* start Records for the task *

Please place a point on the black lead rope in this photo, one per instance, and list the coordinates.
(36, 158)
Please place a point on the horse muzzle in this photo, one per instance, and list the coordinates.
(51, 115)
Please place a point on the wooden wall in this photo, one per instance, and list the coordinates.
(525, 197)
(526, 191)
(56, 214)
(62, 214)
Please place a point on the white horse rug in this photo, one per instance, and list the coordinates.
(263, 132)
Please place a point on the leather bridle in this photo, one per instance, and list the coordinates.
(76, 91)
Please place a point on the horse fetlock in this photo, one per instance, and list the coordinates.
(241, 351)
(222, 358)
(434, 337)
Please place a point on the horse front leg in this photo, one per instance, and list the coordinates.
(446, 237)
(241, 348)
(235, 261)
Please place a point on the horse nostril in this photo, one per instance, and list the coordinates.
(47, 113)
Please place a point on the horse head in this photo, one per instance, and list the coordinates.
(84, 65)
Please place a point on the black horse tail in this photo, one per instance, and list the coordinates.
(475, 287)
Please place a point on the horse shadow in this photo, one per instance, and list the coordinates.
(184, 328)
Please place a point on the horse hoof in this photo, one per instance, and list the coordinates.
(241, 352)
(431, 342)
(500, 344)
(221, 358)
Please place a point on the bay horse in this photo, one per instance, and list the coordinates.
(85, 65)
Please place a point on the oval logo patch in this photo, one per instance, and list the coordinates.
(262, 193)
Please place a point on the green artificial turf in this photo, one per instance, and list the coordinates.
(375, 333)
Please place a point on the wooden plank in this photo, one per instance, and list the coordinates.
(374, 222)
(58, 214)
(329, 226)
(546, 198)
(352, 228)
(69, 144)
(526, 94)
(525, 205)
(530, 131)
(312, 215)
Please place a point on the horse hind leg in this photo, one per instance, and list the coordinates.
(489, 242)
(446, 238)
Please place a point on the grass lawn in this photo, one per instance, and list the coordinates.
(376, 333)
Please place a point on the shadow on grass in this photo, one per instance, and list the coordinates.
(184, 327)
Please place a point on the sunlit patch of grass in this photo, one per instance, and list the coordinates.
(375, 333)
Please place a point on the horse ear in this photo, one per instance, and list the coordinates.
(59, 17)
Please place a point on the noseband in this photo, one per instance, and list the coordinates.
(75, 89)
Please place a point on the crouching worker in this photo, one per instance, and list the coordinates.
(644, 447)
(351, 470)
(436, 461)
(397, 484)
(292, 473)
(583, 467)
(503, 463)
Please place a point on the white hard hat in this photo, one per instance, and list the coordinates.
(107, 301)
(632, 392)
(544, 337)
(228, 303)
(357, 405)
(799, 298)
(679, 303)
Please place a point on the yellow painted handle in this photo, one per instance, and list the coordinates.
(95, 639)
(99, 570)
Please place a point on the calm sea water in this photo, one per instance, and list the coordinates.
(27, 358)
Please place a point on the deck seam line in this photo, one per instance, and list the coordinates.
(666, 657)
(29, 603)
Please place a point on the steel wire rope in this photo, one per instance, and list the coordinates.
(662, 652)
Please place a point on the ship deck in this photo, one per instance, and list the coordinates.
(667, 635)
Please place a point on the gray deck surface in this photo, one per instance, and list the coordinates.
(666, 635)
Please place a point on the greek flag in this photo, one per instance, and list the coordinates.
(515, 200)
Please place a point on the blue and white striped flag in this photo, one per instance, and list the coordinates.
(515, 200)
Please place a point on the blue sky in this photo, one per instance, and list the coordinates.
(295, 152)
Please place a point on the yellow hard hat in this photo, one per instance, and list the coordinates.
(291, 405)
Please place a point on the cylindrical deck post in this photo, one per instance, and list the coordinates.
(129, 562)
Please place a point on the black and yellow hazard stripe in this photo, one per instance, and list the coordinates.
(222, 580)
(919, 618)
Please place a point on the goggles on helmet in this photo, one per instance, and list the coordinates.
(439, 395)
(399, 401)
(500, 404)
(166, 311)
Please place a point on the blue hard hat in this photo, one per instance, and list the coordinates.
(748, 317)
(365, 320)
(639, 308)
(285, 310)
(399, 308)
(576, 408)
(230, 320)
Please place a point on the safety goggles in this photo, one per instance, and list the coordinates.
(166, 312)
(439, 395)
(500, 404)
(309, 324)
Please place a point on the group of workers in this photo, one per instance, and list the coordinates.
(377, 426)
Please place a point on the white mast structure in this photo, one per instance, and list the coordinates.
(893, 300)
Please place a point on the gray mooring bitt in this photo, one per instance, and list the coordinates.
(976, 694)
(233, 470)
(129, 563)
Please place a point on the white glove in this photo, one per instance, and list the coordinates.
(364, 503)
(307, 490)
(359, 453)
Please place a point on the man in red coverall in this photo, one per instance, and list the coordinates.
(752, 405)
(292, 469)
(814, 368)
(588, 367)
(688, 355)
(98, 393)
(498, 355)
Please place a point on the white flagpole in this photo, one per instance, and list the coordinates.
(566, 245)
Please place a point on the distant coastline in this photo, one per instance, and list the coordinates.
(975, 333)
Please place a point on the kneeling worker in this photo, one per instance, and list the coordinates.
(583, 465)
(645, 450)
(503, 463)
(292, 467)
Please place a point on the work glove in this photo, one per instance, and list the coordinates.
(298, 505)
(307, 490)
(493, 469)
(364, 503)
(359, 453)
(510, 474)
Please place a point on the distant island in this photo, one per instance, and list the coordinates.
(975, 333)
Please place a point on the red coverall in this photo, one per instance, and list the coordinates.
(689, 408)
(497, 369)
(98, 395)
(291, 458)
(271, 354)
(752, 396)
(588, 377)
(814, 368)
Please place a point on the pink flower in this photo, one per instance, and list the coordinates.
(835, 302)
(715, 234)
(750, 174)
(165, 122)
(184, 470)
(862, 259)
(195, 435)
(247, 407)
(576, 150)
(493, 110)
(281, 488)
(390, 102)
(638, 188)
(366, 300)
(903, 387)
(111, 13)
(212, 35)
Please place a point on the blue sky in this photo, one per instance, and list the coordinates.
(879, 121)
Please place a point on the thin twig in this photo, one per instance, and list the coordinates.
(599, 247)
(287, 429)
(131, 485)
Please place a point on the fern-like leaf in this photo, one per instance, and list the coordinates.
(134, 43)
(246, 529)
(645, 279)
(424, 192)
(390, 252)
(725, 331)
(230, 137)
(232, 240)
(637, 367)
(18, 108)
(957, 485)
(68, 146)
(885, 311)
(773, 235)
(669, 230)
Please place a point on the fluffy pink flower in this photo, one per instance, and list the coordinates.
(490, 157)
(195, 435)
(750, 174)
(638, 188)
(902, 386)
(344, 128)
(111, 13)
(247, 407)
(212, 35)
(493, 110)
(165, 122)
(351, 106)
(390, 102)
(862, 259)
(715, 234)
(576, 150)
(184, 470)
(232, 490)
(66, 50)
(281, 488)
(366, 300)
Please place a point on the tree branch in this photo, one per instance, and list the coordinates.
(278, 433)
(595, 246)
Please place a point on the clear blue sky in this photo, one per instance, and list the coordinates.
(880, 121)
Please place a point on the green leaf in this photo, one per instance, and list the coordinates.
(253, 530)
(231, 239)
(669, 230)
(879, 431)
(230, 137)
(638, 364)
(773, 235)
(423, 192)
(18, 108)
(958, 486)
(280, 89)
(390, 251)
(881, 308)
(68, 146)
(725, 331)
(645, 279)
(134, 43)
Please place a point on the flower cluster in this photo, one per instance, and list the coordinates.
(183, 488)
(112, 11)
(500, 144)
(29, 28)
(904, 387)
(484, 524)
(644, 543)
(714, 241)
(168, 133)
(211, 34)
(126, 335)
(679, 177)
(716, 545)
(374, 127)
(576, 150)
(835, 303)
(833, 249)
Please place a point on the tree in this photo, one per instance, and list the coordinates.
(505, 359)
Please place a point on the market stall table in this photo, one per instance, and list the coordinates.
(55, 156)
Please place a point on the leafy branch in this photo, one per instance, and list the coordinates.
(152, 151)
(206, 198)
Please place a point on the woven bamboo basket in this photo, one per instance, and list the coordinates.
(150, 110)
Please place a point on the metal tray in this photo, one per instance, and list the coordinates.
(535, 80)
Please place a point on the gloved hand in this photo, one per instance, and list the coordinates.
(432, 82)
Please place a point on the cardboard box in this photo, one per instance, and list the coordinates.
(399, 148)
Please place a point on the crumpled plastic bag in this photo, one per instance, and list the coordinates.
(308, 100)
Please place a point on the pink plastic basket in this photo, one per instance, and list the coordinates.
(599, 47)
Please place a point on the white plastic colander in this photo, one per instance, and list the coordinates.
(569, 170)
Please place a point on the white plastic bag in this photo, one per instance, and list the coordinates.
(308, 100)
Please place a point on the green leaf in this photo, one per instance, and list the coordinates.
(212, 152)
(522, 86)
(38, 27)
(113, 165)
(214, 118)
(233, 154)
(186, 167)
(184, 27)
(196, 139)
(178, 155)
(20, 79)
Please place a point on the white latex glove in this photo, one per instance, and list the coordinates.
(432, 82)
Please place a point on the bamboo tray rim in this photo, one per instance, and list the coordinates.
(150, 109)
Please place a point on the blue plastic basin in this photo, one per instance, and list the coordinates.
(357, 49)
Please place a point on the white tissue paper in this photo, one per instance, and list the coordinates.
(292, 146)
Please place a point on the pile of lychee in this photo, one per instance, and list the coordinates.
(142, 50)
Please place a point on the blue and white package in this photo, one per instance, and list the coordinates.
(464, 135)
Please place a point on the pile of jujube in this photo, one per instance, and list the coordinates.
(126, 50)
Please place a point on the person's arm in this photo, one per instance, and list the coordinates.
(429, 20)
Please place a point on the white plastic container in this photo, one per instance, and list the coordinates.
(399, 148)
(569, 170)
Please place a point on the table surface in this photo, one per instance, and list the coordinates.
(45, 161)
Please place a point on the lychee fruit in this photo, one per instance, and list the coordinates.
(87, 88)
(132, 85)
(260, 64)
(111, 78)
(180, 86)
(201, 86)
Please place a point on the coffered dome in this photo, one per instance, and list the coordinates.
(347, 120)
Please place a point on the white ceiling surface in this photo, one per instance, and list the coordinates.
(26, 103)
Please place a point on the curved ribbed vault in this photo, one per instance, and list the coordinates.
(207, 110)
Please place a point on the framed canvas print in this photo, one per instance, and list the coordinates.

* end Records for the task *

Can you rewrite the records above as a numbered list, starting at the line that has "Please place a point on the blue plastic" and continuing through the last line of the records, with blank lines left out?

1. Please place a point on the blue plastic basin in this photo, one per instance, and list the coordinates.
2. (357, 49)
3. Please place a point on the white tissue paper in this photo, one per instance, and list the coordinates.
4. (292, 146)
5. Please place a point on the pile of lychee in this photo, one per instance, and list the coordinates.
6. (142, 50)
7. Please place a point on the blue and white package in this photo, one per instance, and list the coordinates.
8. (464, 135)
9. Please place a point on the pile of jujube in this photo, one per instance, and list the coordinates.
10. (126, 50)
11. Please place a point on the person's arm in this photo, one per instance, and list the coordinates.
12. (429, 20)
13. Please place a point on the white plastic container in this photo, one per instance, and list the coordinates.
14. (399, 148)
15. (569, 170)
16. Please place a point on the table surface in this photo, one per instance, and list the coordinates.
17. (45, 161)
18. Please place a point on the lychee fruit in this photo, one per instance, and list the coordinates.
19. (87, 88)
20. (132, 85)
21. (260, 64)
22. (111, 78)
23. (180, 86)
24. (201, 86)
25. Please place a point on the coffered dome in this photo, one per instance, and list the coordinates.
26. (347, 120)
27. Please place a point on the white ceiling surface in this photo, one per instance, and list the coordinates.
28. (26, 103)
29. Please place a point on the curved ribbed vault in this photo, one per instance, and list the coordinates.
30. (207, 110)
31. Please place a point on the framed canvas print in this photo, one per instance, and list the coordinates.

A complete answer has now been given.